Natural-language object grounding data
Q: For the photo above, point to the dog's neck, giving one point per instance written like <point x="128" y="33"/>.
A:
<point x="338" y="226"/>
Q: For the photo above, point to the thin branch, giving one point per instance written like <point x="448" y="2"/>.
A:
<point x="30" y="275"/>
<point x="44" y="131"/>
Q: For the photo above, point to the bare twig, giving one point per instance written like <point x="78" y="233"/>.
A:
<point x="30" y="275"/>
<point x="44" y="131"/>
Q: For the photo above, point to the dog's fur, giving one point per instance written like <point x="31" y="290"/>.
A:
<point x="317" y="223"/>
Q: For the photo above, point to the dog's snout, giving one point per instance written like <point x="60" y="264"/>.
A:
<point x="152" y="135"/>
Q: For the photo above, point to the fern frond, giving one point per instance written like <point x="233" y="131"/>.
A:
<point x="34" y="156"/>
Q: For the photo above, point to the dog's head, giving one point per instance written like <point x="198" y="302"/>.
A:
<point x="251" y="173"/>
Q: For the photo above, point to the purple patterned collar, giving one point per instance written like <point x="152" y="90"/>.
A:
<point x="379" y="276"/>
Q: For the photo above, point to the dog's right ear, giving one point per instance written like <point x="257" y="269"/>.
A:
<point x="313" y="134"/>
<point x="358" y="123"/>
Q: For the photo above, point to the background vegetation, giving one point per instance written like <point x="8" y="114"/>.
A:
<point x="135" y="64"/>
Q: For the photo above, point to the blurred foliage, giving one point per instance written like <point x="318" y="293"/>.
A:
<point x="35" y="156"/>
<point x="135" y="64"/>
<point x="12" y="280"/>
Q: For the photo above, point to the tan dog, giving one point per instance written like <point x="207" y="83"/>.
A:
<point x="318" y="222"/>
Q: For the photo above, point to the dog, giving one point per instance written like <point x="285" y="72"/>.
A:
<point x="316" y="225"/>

**WORK REQUEST**: Exactly repeat the lines from the line that contains "Q: For the photo above, point to the dog, giving" to the end of the entries, both included, and leave out all other lines.

**SOLUTION**:
Q: For the photo above, point to the dog, giving one point per instance written like <point x="285" y="72"/>.
A:
<point x="316" y="225"/>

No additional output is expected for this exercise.